▸ **Data excerpts**
▶
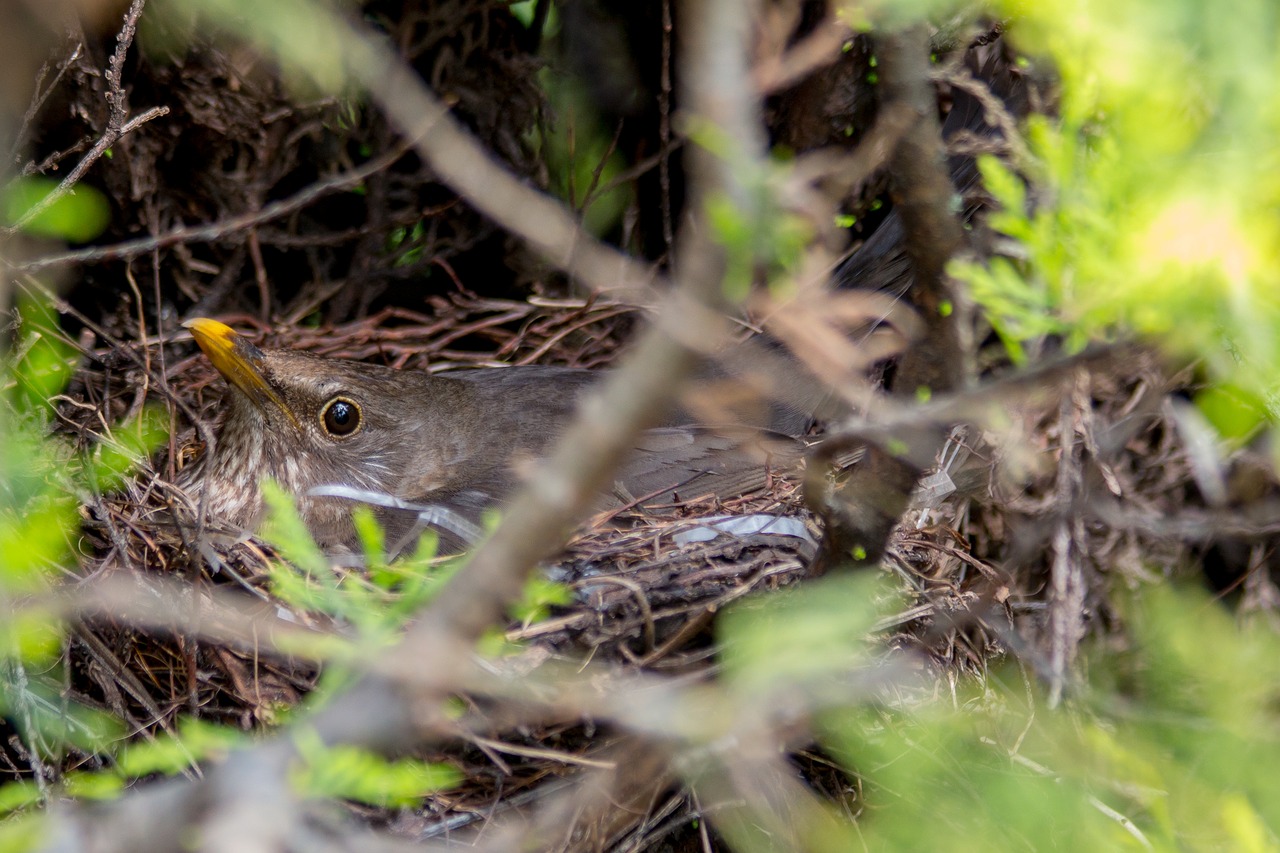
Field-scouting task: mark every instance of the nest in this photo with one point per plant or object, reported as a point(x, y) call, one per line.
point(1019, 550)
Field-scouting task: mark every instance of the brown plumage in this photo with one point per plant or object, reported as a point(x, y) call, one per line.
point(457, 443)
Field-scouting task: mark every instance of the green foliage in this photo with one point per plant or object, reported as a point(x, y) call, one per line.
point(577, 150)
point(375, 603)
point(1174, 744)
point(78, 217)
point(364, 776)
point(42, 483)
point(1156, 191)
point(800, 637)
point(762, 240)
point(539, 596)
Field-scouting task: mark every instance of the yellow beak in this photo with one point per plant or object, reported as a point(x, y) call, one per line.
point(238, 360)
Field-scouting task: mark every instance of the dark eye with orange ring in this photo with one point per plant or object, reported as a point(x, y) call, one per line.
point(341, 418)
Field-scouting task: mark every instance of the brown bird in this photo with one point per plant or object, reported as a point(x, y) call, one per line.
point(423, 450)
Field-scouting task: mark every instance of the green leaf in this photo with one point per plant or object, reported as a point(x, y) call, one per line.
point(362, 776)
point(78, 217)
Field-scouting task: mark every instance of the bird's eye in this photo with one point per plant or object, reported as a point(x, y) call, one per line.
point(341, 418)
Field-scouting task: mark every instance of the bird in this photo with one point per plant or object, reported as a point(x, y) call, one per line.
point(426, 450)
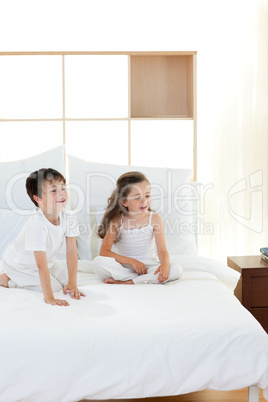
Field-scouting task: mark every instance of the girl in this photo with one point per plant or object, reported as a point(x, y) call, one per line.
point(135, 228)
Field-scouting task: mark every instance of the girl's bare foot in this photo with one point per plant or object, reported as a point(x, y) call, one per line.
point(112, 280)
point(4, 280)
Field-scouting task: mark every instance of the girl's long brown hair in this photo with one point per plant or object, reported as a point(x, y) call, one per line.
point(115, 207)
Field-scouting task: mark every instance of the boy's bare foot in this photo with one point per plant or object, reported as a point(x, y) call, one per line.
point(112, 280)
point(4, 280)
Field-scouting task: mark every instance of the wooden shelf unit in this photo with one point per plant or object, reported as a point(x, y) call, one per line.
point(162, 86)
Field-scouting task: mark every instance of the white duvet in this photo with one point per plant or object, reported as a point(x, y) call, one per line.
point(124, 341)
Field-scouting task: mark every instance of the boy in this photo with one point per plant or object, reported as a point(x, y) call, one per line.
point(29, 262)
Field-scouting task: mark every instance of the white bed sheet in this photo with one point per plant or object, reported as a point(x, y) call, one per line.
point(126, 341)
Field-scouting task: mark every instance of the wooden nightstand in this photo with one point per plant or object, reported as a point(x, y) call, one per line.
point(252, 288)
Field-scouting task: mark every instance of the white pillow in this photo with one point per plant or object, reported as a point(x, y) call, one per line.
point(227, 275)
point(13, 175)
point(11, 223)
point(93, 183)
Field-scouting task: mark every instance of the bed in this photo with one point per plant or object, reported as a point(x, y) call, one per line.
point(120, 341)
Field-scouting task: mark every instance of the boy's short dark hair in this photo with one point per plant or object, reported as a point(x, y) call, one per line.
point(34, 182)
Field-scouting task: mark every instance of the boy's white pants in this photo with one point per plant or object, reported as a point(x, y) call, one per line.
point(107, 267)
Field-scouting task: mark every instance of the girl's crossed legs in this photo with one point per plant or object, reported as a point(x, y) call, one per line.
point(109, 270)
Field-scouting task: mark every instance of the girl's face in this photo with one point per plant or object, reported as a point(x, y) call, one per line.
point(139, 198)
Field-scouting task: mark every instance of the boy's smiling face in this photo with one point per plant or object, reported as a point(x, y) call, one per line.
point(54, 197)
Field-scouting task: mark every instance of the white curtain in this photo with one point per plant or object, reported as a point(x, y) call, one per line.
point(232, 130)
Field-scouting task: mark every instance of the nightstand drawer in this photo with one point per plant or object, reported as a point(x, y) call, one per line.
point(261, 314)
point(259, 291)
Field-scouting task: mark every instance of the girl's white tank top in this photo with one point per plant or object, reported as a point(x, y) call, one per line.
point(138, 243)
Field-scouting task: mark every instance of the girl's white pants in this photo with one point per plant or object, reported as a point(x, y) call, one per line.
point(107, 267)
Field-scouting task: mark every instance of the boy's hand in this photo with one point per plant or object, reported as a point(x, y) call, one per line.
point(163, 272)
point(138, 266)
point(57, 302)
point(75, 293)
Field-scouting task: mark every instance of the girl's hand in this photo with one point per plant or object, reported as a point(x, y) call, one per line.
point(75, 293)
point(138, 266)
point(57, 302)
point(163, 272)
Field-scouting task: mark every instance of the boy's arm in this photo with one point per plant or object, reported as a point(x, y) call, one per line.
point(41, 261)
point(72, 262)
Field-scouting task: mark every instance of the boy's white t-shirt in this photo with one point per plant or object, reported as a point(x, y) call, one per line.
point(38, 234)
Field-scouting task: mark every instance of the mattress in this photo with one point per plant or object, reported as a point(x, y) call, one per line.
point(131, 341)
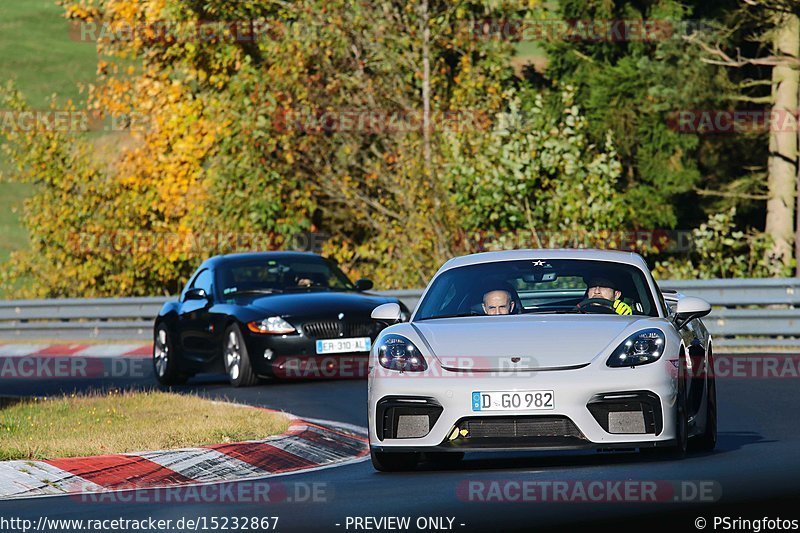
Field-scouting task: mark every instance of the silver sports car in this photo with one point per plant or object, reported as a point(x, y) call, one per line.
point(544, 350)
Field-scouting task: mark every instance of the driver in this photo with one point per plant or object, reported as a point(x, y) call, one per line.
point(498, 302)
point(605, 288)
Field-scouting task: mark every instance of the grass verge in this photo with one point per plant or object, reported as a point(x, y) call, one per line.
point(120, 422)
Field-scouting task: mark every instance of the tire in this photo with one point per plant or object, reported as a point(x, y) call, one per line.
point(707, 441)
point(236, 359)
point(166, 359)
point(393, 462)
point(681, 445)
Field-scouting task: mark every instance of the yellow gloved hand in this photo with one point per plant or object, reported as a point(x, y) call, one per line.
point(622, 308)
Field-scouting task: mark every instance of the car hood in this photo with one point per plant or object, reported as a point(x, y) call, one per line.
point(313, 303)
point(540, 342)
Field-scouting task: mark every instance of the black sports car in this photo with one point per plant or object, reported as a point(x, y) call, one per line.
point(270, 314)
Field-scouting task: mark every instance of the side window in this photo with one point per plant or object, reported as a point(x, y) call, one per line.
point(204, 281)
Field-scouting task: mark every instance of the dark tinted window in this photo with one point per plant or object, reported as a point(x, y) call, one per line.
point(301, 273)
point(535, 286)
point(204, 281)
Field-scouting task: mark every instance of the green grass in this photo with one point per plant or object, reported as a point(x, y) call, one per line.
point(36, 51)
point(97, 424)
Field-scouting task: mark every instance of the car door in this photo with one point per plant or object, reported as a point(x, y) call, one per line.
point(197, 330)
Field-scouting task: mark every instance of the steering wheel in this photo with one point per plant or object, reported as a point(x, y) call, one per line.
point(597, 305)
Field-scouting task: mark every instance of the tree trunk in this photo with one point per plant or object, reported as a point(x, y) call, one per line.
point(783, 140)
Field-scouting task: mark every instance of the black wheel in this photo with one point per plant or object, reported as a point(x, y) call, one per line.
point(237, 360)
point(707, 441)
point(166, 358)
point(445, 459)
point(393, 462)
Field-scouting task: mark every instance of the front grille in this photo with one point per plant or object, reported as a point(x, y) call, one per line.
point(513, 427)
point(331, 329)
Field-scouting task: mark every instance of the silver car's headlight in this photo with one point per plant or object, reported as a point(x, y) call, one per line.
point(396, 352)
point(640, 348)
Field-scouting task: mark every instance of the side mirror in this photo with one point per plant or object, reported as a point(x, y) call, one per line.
◀
▶
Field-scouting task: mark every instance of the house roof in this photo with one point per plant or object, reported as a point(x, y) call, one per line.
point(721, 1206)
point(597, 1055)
◀
▸ **Objective**
Scale the rows from the line with "Field-scouting task: mark every instance of the wooden shelf" to the line with "point(124, 341)", both included, and give nothing else. Copy the requests unchanged, and multiply each point coordinate in the answers by 2.3, rounding to whole numbers with halves going up.

▸ **Result of the exercise**
Field-scouting task: mark every instance of the wooden shelf unit in this photo with one point per plant or object, reported as a point(x, y) call, one per line.
point(373, 198)
Field-scouting task: mark every instance of the white duvet in this photo with one point per plant or object, reported as a point(x, y) call, one per line.
point(285, 784)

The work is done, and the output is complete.